- [WHAT NEEDS TO BE DONE]
Pick out every line of the records below that contains the string "truck", and copy each one in full.
------------------------------
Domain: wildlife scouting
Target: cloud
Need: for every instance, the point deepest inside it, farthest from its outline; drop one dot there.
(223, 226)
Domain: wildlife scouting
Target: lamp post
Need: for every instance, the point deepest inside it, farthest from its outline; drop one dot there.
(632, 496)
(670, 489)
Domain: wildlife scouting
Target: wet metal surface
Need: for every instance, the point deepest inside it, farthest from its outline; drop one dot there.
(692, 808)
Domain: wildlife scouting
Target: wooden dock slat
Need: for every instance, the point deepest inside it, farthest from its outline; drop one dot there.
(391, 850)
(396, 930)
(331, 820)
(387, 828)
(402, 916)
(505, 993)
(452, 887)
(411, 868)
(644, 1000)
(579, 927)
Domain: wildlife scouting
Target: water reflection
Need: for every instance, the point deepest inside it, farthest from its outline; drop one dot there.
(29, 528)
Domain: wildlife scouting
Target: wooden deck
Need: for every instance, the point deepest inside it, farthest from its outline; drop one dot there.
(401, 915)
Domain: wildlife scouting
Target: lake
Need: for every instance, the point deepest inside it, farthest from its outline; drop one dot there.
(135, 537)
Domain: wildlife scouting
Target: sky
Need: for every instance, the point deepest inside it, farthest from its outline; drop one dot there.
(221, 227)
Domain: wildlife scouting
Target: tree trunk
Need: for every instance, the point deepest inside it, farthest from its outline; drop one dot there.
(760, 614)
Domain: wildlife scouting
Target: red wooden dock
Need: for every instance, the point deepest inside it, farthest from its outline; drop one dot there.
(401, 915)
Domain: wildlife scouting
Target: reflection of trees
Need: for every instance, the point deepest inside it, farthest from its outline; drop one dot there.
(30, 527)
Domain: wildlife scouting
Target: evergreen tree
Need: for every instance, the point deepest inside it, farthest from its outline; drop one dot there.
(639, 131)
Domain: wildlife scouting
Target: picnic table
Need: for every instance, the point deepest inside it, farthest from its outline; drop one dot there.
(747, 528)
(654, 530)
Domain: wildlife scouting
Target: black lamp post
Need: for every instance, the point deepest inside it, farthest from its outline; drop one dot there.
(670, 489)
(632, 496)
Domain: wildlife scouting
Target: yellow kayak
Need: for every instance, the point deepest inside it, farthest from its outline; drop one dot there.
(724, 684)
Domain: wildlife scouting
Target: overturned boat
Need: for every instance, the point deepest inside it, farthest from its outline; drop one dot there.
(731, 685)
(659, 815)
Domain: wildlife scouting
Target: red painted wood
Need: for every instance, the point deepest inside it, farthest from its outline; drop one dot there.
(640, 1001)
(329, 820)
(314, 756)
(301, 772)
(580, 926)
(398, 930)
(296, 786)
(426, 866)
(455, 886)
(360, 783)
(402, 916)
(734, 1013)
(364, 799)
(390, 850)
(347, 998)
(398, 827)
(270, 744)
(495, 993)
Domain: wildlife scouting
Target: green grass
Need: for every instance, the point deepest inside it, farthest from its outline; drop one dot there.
------------------------------
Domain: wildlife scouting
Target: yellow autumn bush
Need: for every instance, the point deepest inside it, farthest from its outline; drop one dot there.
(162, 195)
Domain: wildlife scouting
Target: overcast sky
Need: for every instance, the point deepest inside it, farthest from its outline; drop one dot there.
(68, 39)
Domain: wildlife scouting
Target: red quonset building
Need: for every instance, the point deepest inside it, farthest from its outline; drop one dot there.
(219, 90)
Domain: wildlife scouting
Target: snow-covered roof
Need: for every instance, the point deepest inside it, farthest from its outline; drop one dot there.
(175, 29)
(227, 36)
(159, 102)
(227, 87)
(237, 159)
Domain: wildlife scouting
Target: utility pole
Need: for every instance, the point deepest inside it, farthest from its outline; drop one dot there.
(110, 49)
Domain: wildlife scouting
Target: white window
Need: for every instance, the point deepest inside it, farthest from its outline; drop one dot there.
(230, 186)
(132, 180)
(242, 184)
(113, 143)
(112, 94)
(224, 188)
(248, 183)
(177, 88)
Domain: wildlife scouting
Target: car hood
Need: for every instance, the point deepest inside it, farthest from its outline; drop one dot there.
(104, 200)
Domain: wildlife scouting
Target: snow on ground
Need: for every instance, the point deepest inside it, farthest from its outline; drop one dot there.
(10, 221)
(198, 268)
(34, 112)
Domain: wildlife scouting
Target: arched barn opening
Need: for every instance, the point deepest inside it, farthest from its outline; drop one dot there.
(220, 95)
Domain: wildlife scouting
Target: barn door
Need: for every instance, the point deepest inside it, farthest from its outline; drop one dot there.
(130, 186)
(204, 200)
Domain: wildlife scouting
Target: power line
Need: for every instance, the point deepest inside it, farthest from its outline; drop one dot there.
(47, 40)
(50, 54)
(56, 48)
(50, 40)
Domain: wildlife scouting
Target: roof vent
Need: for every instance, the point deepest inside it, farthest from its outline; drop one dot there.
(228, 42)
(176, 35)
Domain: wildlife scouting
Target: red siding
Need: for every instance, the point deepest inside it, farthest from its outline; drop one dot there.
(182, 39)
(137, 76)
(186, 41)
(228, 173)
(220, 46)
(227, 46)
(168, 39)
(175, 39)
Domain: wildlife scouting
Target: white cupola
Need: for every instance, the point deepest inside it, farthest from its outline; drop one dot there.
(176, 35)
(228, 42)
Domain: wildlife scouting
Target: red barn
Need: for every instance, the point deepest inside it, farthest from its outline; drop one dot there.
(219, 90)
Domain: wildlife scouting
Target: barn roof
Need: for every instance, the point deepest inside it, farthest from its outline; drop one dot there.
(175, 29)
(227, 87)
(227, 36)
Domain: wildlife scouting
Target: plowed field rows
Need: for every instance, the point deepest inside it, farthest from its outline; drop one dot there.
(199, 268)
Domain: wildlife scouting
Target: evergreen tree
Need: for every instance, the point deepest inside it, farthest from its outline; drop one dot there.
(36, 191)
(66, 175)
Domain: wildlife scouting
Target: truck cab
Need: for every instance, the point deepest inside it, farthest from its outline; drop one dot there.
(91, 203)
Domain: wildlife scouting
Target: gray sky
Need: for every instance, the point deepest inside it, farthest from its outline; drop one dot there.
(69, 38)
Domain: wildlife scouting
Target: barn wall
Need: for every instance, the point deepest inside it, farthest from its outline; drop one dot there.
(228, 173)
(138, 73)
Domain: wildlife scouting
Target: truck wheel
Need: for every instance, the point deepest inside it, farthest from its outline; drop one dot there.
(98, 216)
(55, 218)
------------------------------
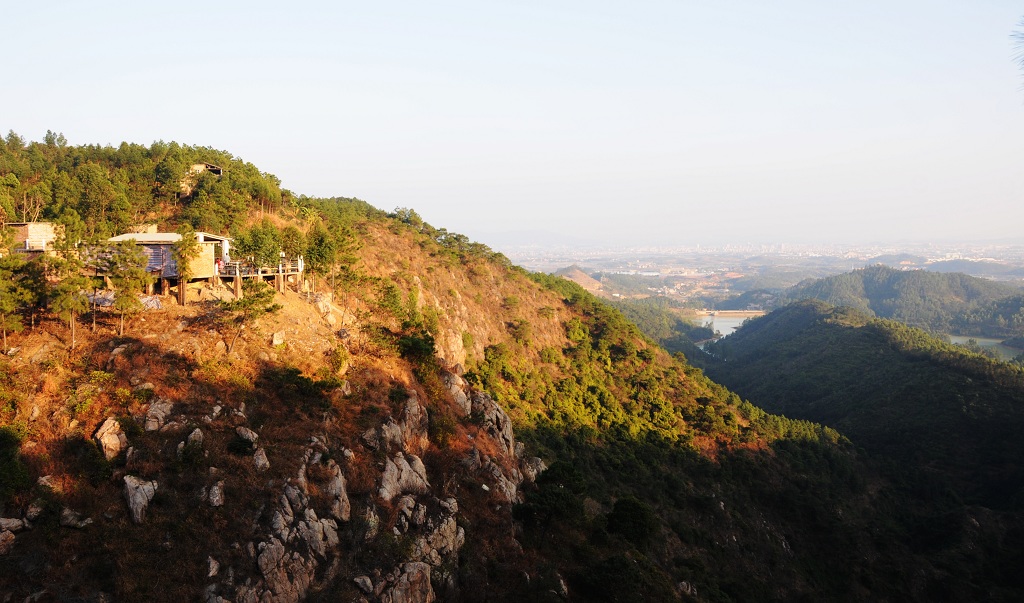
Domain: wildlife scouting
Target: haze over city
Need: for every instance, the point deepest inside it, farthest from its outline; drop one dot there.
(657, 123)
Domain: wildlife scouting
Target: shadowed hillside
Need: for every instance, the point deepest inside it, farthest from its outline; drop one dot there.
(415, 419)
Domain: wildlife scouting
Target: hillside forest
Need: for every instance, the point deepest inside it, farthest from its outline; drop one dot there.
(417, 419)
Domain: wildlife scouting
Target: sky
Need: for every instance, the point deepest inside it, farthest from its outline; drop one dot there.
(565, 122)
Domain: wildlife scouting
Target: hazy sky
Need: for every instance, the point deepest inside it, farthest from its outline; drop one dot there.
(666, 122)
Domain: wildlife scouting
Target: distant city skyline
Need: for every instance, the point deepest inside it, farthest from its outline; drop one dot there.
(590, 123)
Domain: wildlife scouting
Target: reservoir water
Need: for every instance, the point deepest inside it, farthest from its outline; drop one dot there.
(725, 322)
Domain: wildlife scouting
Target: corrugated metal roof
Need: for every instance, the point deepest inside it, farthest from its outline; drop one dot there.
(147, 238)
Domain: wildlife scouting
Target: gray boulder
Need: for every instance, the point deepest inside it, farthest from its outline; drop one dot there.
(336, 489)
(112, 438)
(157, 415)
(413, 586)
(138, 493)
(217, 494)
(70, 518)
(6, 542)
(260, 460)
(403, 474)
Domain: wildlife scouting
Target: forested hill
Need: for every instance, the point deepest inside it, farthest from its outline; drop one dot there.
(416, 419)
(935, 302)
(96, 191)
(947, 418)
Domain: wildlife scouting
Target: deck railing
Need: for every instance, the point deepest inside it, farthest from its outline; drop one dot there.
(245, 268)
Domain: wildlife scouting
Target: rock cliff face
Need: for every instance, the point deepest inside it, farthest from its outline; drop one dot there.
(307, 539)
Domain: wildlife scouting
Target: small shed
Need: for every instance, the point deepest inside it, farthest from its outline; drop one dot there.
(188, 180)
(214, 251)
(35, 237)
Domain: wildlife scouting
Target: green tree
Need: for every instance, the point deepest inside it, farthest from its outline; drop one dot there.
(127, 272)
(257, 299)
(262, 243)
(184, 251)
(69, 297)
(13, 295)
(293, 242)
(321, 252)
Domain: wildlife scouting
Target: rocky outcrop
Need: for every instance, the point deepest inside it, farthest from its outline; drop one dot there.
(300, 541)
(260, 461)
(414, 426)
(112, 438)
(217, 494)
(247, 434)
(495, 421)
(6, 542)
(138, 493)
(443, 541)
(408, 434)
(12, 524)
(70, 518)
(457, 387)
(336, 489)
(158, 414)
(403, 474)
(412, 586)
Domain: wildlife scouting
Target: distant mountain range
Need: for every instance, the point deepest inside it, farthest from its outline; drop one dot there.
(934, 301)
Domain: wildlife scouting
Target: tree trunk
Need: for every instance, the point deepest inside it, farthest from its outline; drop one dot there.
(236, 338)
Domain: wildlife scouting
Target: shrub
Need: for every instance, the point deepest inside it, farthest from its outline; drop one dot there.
------------------------------
- [REPLY TO THE TASK]
Target: truck cab
Target: truck wheel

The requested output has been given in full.